## begin Quoted passage
2924. Find Champion II

#php #algorithms #programming #leetcode

Difficulty: Medium

Topics: Graph

There are n teams numbered from 0 to n - 1 in a tournament; each team is also a node in a DAG.

You are given the integer n and a 0-indexed 2D integer array edges of length m representing the DAG, where >dges[i] = [u_i, v_i] indicates that there is a directed edge from team u_i to team v_i in the graph.

A directed edge from a to b in the graph means that team a is stronger than team b and team b is weaker than team a.

Team a will be the champion of the tournament if there is no team b that is stronger than team a.

Return the team that will be the champion of the tournament if there is a unique champion, otherwise, return -1.

Notes

A cycle is a series of nodes a₁, a₂, ..., a_n, a_n+1 such that node a₁ is the same node as node a_n+1, the nodes a₁, a₂, ..., a_n are distinct, and there is a directed edge from the node a_i to node a_i+1 for every i in the range [1, n].
A DAG is a directed graph that does not have any cycle.

Example 1:

Input: n = 3, edges = [[0,1],[1,2]]
Output: 0
Explanation: Team 1 is weaker than team 0. Team 2 is weaker than team 1. So the champion is team 0.

Example 2:

Input: n = 4, edges = [[0,2],[1,3],[1,2]]
Output: -1
Explanation: Team 2 is weaker than team 0 and team 1. Team 3 is weaker than team 1. But team 1 and team 0 are not weaker than any other teams. So the answer is -1.

Constraints:

1 <= n <= 100
m == edges.length
0 <= m <= n * (n - 1) / 2
edges[i].length == 2
0 <= edge[i][j] <= n - 1
edges[i][0] != edges[i][1]
The input is generated such that if team a is stronger than team b, team b is not stronger than team a.
## end Quoted passage
Given task 1
Rewrite the paragraph beginning "A cycle is a series of nodes" in the Find Champion II problem as a short list, keeping its main facts.
Given task 2
Update the entries below by replacing "boat" with "ship" wherever it occurs, leaving everything else unchanged.
## begin Records shown
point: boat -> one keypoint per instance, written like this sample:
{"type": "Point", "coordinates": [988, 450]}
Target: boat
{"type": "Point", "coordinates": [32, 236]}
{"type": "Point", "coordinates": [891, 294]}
## end Records shown
Answer 1
A cycle is a series of nodes a₁, a₂, ..., a_n, a_n+1 in which:
- node a₁ is the same node as node a_n+1;
- the nodes a₁ through a_n are distinct;
- there is a directed edge from node a_i to node a_i+1 for every i in the range [1, n].

Answer 2
point: ship -> one keypoint per instance, written like this sample:
{"type": "Point", "coordinates": [988, 450]}
Target: ship
{"type": "Point", "coordinates": [32, 236]}
{"type": "Point", "coordinates": [891, 294]}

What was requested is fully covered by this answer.